[Natural-language object grounding data]
::::::

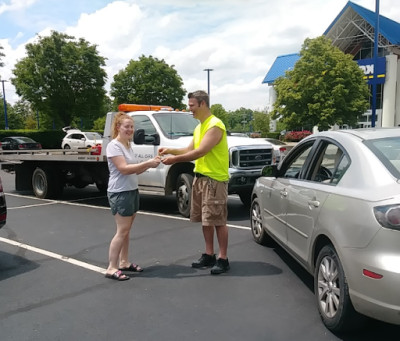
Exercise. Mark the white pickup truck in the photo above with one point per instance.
(47, 172)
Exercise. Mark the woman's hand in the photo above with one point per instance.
(153, 163)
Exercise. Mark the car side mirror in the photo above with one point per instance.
(156, 139)
(138, 136)
(269, 171)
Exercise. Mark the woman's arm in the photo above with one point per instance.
(137, 168)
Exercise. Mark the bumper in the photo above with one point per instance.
(241, 181)
(376, 298)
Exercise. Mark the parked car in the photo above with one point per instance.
(80, 139)
(334, 204)
(3, 206)
(280, 148)
(19, 143)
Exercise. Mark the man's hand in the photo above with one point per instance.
(163, 151)
(153, 163)
(169, 160)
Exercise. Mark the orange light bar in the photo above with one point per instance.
(142, 107)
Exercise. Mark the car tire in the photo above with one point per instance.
(184, 193)
(332, 293)
(259, 234)
(46, 183)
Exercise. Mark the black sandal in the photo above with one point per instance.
(133, 268)
(118, 276)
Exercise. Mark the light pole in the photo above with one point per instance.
(5, 106)
(375, 77)
(208, 80)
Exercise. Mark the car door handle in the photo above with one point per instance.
(314, 203)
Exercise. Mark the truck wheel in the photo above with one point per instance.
(183, 193)
(46, 183)
(102, 187)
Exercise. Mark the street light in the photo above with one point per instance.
(208, 80)
(5, 106)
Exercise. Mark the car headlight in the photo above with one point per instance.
(388, 216)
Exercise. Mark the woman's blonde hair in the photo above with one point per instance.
(118, 118)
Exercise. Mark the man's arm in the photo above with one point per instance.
(210, 139)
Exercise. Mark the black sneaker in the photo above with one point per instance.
(204, 261)
(221, 266)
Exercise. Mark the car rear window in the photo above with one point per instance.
(388, 151)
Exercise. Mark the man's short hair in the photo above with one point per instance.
(200, 96)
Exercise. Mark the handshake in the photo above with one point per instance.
(161, 157)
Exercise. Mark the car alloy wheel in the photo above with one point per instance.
(259, 234)
(332, 293)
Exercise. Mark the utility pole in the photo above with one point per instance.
(375, 77)
(5, 106)
(208, 80)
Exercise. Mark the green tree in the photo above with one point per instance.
(148, 81)
(261, 122)
(325, 87)
(20, 114)
(240, 120)
(63, 79)
(219, 111)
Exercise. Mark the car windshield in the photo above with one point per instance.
(275, 141)
(175, 125)
(388, 151)
(93, 136)
(24, 140)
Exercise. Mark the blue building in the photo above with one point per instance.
(353, 32)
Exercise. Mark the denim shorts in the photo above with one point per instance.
(126, 204)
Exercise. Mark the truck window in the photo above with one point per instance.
(175, 125)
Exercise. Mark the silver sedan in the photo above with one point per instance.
(334, 204)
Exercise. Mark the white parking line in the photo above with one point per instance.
(54, 255)
(72, 260)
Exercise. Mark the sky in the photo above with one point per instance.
(238, 39)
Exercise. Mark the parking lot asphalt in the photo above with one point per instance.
(53, 255)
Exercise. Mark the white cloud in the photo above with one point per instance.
(238, 39)
(15, 5)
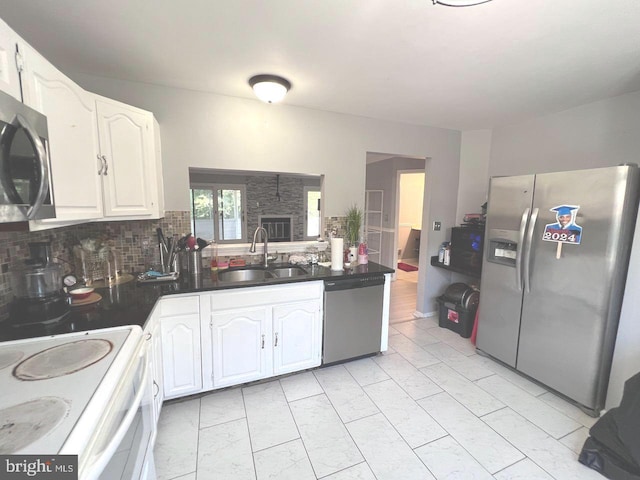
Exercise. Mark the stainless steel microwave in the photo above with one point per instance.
(25, 179)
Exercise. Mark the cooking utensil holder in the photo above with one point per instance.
(195, 262)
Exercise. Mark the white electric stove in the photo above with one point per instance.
(76, 393)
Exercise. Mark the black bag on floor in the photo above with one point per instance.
(613, 449)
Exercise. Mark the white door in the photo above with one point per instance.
(126, 145)
(181, 361)
(241, 346)
(73, 137)
(297, 336)
(9, 79)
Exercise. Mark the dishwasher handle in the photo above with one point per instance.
(354, 282)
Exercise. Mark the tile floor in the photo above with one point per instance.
(428, 408)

::::::

> _Your objective_
Please give all of the data again, exact and free of pictures.

> _Response area_
Exercise. Mark the white pickup truck in the photo above with one point per instance.
(47, 172)
Exercise. Mark the woman's hand in the photo above with one point per instance.
(153, 163)
Exercise. Mark the car side mirror in the photo above with one point per instance.
(156, 139)
(138, 136)
(269, 171)
Exercise. Mark the woman's arm in the photo above with one point per instance.
(137, 168)
Exercise. Mark the bumper in the photo above with one point per instance.
(241, 181)
(376, 298)
Exercise. Mark the parked car in the photo above with one point per instance.
(80, 139)
(334, 204)
(3, 206)
(280, 148)
(19, 143)
Exercise. Mark the man's hand in the photo above with one point per instance.
(163, 151)
(153, 163)
(169, 160)
Exercise. Mark the orange light bar in the photo above with one point per instance.
(142, 107)
Exercise. Mark the car tire in the photo above with one point per instance.
(184, 193)
(332, 293)
(259, 234)
(46, 183)
Exercise. Mark the black sandal in the photo above with one point per instance.
(133, 268)
(118, 276)
Exercise. Mark the light pole in the photo above with one point per instance.
(5, 106)
(375, 77)
(208, 80)
Exercise. Mark the car door handle in the photo above with one point per instance.
(314, 203)
Exercise. Mark the truck wheel in the photo above with one point per instance.
(183, 193)
(46, 183)
(102, 187)
Exercise. Mark the street light in the photo above with one point per instance.
(208, 80)
(5, 106)
Exercise. Mark the car headlight in the photo above with one point per instance.
(388, 216)
Exercise. Mark the woman's blonde hair in the photo above with one point per instance.
(118, 118)
Exercise. Mark the man's arm in the photo above with one point per instance.
(210, 139)
Exercise. Mark the black sneaker in the photo above with one point per instance.
(204, 261)
(221, 266)
Exercise. Mark the car rear window in the photo above with one point per instance.
(388, 151)
Exercise. Mark the man's short hair in the photo above with one point per instance.
(200, 96)
Exercise. Mark the handshake in the photo above with one point per instance.
(161, 157)
Exercise. Mark the car alloy wheel in the photo above with one point per instance.
(259, 234)
(332, 293)
Exercise. Mark the utility pole in the photo above with one point per instance.
(375, 77)
(5, 106)
(208, 80)
Exercise. Mark the green tree in the photo above with one point per instance.
(148, 81)
(261, 122)
(325, 87)
(20, 114)
(240, 120)
(63, 79)
(219, 111)
Exercise. Mark the car windshield in the photo above with one point per instance.
(275, 141)
(175, 125)
(388, 151)
(93, 136)
(24, 140)
Exercise. Mark the blue building in the photo above with one point per instance.
(353, 32)
Exercise. Mark the denim shorts in the photo above with one point per instance.
(126, 204)
Exercise. Mark the truck window in the photo above with one point per instance.
(175, 125)
Exercise. Mark the silver sedan in the photo above with one point per instance.
(334, 204)
Exercise. Mark the white parking line in the photo above with one point per instance.
(54, 255)
(72, 260)
Exercise. Mark the sky in the photo above with one point per instance.
(238, 39)
Exercise. Mark the parking lot asphalt in the photo above with one point per instance.
(53, 255)
Exercise. Mark the white cloud in the photo above with one point per instance.
(238, 39)
(15, 5)
Exercise. Mark the stainless steel microwave in the photo above with one point per instance.
(25, 179)
Exercise. Mark the cooking utensil holder in the photo above with one point per instance.
(195, 262)
Exercise. Mark the white electric stove in the photo above with one point per instance.
(76, 393)
Exercise. Mark the black bag on floor in the photo above with one point per instance.
(613, 449)
Exercise. Mark the white door in the photo above with one point per instance.
(126, 145)
(181, 361)
(241, 346)
(73, 137)
(297, 336)
(9, 79)
Exercise. Mark the dishwasher handle in the photo above with one point per instance.
(354, 282)
Exercise. Mark the tile floor in the photo above with one point per instance.
(428, 408)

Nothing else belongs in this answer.